== WHAT TO WORK ON ==
Repeat the lines of the data exactly, from the first one through the one that contains "84L313 95L320 96V78L304".

== INFORMATION ==
--*--

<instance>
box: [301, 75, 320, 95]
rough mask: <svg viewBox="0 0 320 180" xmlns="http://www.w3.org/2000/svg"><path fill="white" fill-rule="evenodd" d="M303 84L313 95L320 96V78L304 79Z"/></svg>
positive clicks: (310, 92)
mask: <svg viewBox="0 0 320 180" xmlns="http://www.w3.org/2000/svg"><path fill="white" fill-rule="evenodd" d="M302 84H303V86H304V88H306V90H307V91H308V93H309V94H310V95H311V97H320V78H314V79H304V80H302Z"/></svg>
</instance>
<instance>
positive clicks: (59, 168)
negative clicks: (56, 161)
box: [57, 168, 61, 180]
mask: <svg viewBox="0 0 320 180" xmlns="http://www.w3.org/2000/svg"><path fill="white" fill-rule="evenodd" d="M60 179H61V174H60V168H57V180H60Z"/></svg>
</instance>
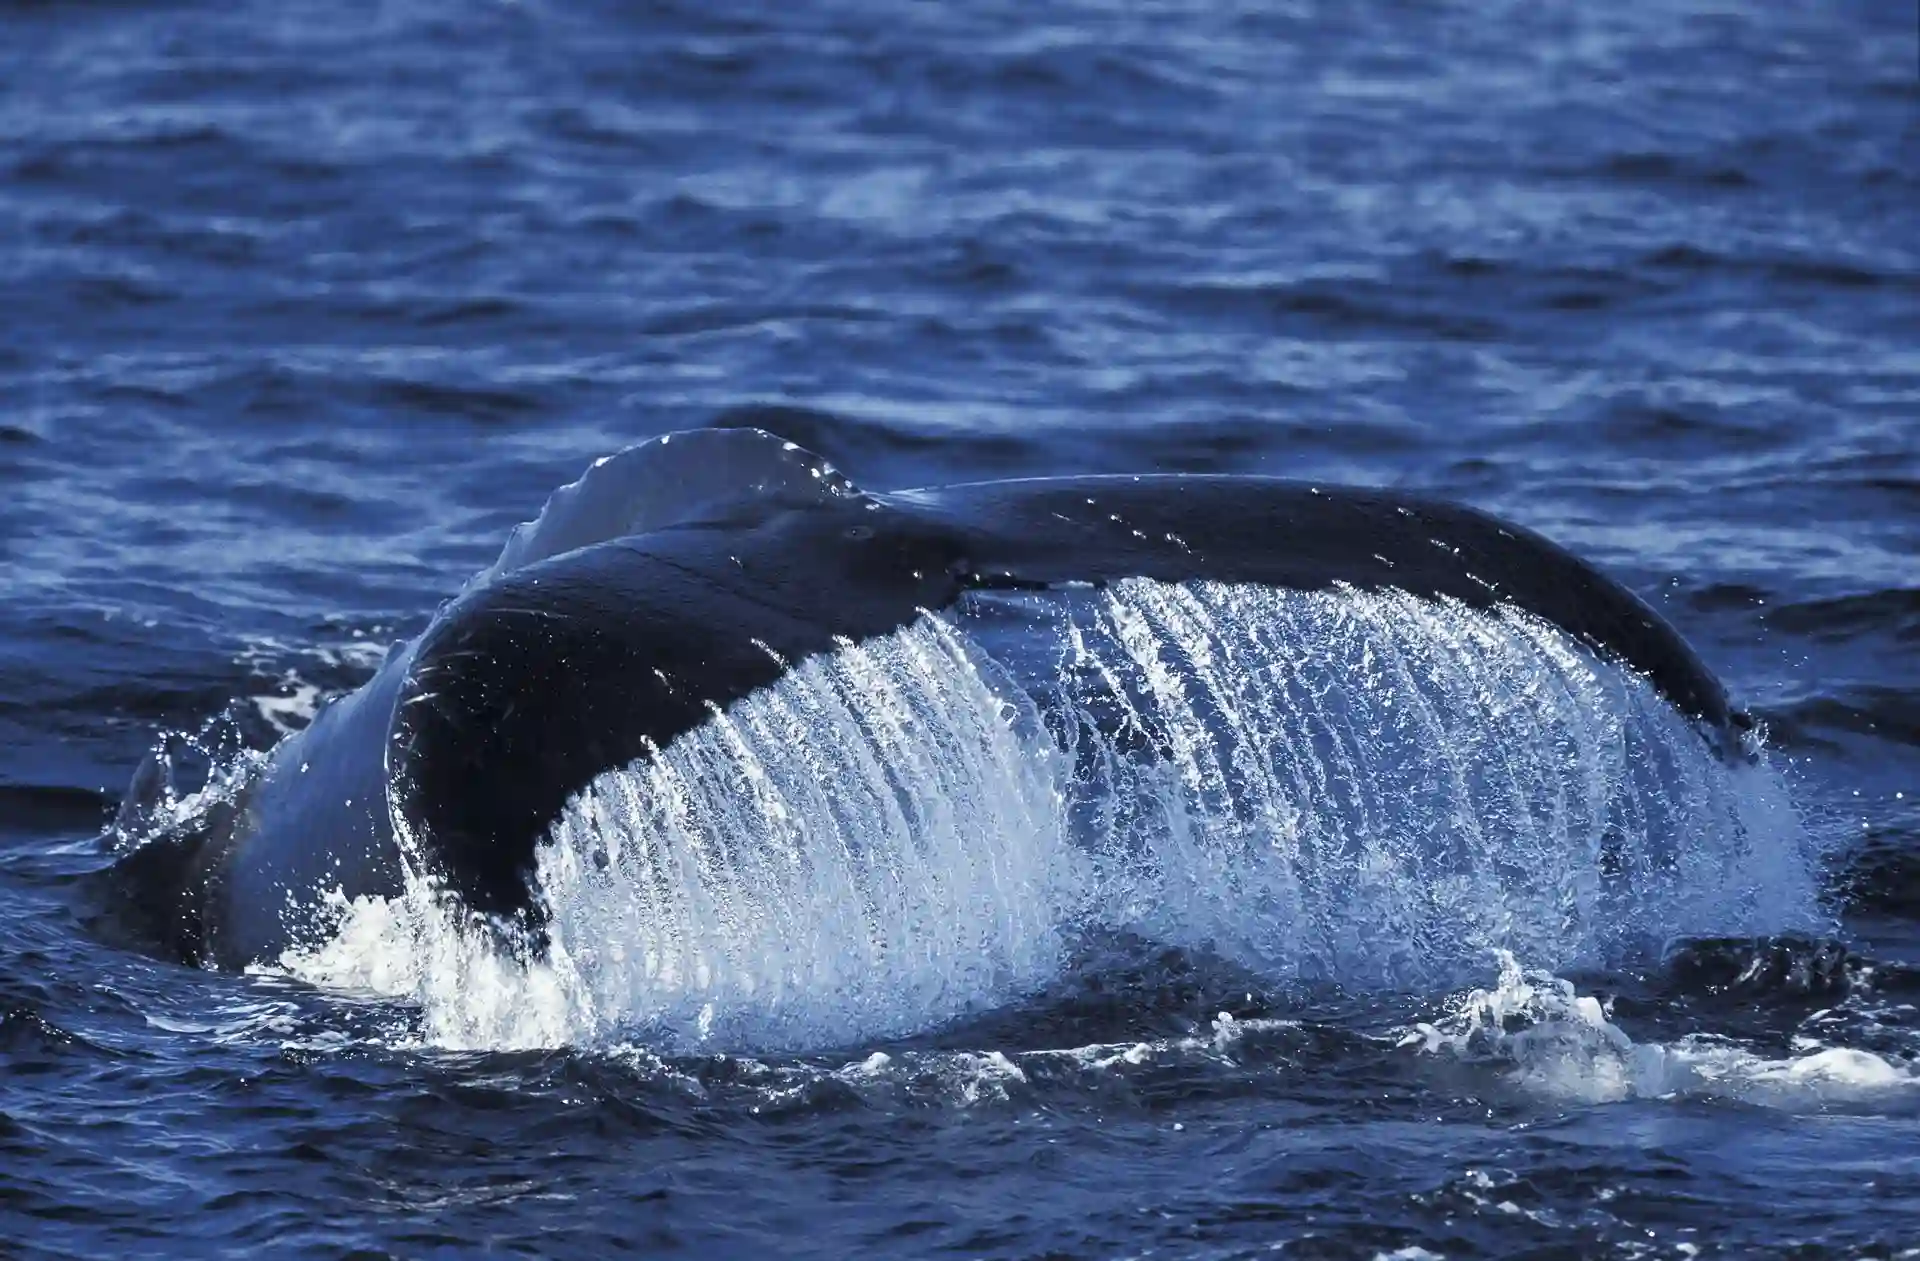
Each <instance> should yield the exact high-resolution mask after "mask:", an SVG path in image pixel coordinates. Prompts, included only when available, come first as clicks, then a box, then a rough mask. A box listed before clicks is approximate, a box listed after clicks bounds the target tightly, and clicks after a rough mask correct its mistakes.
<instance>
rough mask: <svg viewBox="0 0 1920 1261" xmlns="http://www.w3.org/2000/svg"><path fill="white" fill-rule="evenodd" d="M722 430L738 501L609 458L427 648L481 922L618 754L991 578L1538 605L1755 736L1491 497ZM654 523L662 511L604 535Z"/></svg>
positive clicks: (1606, 656)
mask: <svg viewBox="0 0 1920 1261" xmlns="http://www.w3.org/2000/svg"><path fill="white" fill-rule="evenodd" d="M712 434H718V436H695V438H697V440H699V441H705V443H710V445H712V451H716V453H722V455H726V457H728V459H735V461H739V464H737V466H745V468H755V470H770V472H766V474H764V476H760V474H758V472H756V474H755V476H756V478H758V480H751V482H749V484H747V488H745V489H747V493H743V495H728V493H722V482H724V478H718V476H716V478H714V480H701V478H703V468H701V466H699V464H697V463H695V464H693V466H689V464H684V463H680V461H687V459H693V457H689V455H682V451H687V453H697V451H699V449H701V447H699V445H697V443H695V441H689V443H687V445H685V447H678V449H676V451H672V453H668V449H664V447H651V445H649V447H641V449H636V451H632V453H628V455H630V457H632V459H630V463H624V464H603V466H599V468H597V470H595V472H601V470H605V468H609V466H612V468H616V472H614V474H609V476H607V480H605V484H601V486H595V478H593V474H589V478H584V480H582V482H580V484H576V488H568V489H570V491H572V497H570V499H564V501H563V497H561V495H555V501H559V503H561V509H559V512H557V511H555V505H553V503H549V511H547V514H543V518H541V520H543V522H547V524H545V526H541V524H540V522H536V530H532V532H530V534H528V535H526V537H524V539H522V543H520V547H518V549H515V545H513V543H509V553H513V557H511V559H513V560H515V562H513V564H509V566H507V568H503V570H501V572H499V574H495V578H493V580H492V582H488V583H484V585H478V587H470V589H468V591H467V593H465V595H463V597H461V599H459V601H455V603H453V605H449V607H447V608H445V610H444V612H442V616H440V618H438V620H436V624H434V626H432V628H430V630H428V633H426V635H424V637H422V641H420V645H419V651H417V653H415V658H413V664H411V670H409V678H407V681H405V687H403V689H401V699H399V706H397V710H396V718H394V731H392V741H390V752H388V764H390V777H392V785H394V804H396V812H397V816H399V818H401V820H403V821H405V825H407V829H409V831H411V833H413V835H415V837H417V839H419V845H420V848H422V854H424V856H426V860H428V868H430V869H432V871H434V875H436V877H438V879H440V881H444V885H445V887H447V889H449V891H453V892H455V894H457V896H459V898H461V900H463V902H465V904H467V906H468V908H470V910H474V912H478V914H486V916H501V917H516V919H520V921H522V923H526V925H530V927H536V929H538V921H540V908H538V906H536V904H534V902H532V873H534V866H536V856H538V846H540V843H541V839H543V837H545V835H547V829H549V827H551V823H553V821H555V820H557V818H559V814H561V810H563V808H564V806H566V802H568V800H570V798H572V797H574V795H578V793H580V791H582V789H584V787H586V785H588V783H589V781H593V779H595V777H597V775H599V773H603V772H607V770H616V768H622V766H630V764H634V762H637V760H641V758H649V756H655V754H657V752H659V750H660V749H664V747H666V745H668V743H670V741H674V739H676V737H678V735H682V733H685V731H689V729H693V727H699V726H701V724H705V722H707V720H708V718H712V716H714V714H720V712H724V710H726V708H728V706H732V704H733V702H735V701H741V699H743V697H747V695H749V693H753V691H756V689H762V687H768V685H770V683H774V681H778V679H780V678H781V674H783V672H785V670H789V668H791V666H795V664H799V662H801V660H804V658H808V656H814V654H822V653H831V651H835V649H837V647H843V645H849V643H858V641H862V639H872V637H877V635H885V633H889V631H895V630H900V628H904V626H908V624H910V622H914V620H916V618H918V616H920V614H922V612H927V610H941V608H948V607H952V605H954V603H956V601H960V599H962V597H964V595H966V593H968V591H975V589H1044V587H1056V585H1068V583H1094V585H1104V583H1114V582H1119V580H1125V578H1152V580H1160V582H1175V583H1179V582H1192V580H1212V582H1223V583H1258V585H1267V587H1284V589H1302V591H1315V589H1327V587H1334V585H1352V587H1359V589H1382V587H1394V589H1402V591H1407V593H1411V595H1417V597H1423V599H1448V601H1459V603H1465V605H1469V607H1476V608H1488V607H1496V605H1515V607H1519V608H1524V610H1528V612H1534V614H1538V616H1542V618H1546V620H1549V622H1553V624H1555V626H1559V628H1561V630H1565V631H1569V633H1571V635H1574V637H1576V639H1580V641H1582V643H1586V645H1588V647H1590V649H1592V651H1594V653H1596V654H1601V656H1605V658H1613V660H1619V662H1622V664H1626V666H1628V668H1632V670H1638V672H1640V674H1644V676H1647V678H1649V679H1651V681H1653V685H1655V687H1657V689H1659V691H1661V693H1663V695H1665V697H1667V699H1668V701H1670V702H1672V704H1674V706H1676V708H1678V710H1682V712H1684V714H1688V716H1693V718H1697V720H1701V729H1703V733H1705V735H1707V737H1709V741H1713V743H1715V745H1716V749H1720V750H1732V749H1734V747H1736V745H1738V741H1736V739H1734V737H1736V733H1738V729H1740V727H1741V726H1743V722H1745V720H1743V716H1740V714H1734V712H1732V710H1730V706H1728V701H1726V693H1724V689H1722V687H1720V683H1718V681H1716V679H1715V678H1713V674H1711V672H1709V670H1707V668H1705V664H1703V662H1701V660H1699V658H1697V656H1695V654H1693V651H1692V649H1690V647H1688V645H1686V641H1684V639H1682V637H1680V635H1678V633H1676V631H1674V630H1672V628H1670V626H1667V622H1665V620H1661V618H1659V614H1657V612H1655V610H1651V608H1649V607H1647V605H1645V603H1642V601H1640V599H1638V597H1636V595H1634V593H1632V591H1628V589H1626V587H1622V585H1620V583H1617V582H1615V580H1611V578H1607V576H1605V574H1603V572H1601V570H1597V568H1594V566H1590V564H1586V562H1584V560H1580V559H1576V557H1572V555H1571V553H1567V551H1565V549H1561V547H1557V545H1555V543H1551V541H1548V539H1544V537H1540V535H1538V534H1532V532H1526V530H1521V528H1517V526H1511V524H1505V522H1501V520H1498V518H1494V516H1488V514H1484V512H1476V511H1473V509H1463V507H1457V505H1448V503H1438V501H1425V499H1417V497H1409V495H1400V493H1394V491H1382V489H1356V488H1317V486H1308V484H1300V482H1286V480H1277V478H1240V476H1140V478H1125V476H1121V478H1044V480H1025V482H993V484H973V486H950V488H937V489H920V491H900V493H891V495H870V493H864V491H860V489H858V488H854V486H852V484H851V482H847V480H845V478H839V474H831V472H829V470H826V464H824V461H818V457H812V455H808V453H804V451H799V449H797V447H791V445H789V443H781V441H780V440H778V438H772V436H768V434H758V432H712ZM682 438H687V436H682ZM682 438H676V440H674V441H676V443H680V441H682ZM649 453H651V455H649ZM616 459H618V457H616ZM651 461H660V464H659V466H649V463H651ZM814 468H822V472H820V474H816V472H814ZM670 470H678V472H684V474H685V480H684V482H676V480H674V478H670V476H666V474H668V472H670ZM614 478H618V482H616V480H614ZM662 486H664V488H670V489H672V493H670V495H668V499H672V501H674V503H672V505H668V507H660V505H655V507H653V509H645V507H637V509H634V511H630V512H628V511H620V509H618V493H612V491H616V489H620V488H662ZM662 493H666V491H662ZM549 518H551V522H549ZM634 520H639V522H645V524H649V530H645V532H641V534H637V535H626V537H618V535H616V537H605V539H597V541H588V543H582V539H589V537H591V535H595V534H605V532H609V530H618V528H624V526H622V522H634ZM563 522H564V524H563ZM507 560H509V557H507V555H503V562H507Z"/></svg>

--*--

== SOLUTION FOR THIS EXERCISE ==
<instance>
box: [301, 75, 320, 95]
rough mask: <svg viewBox="0 0 320 180" xmlns="http://www.w3.org/2000/svg"><path fill="white" fill-rule="evenodd" d="M303 84L313 95L320 96V78L304 79Z"/></svg>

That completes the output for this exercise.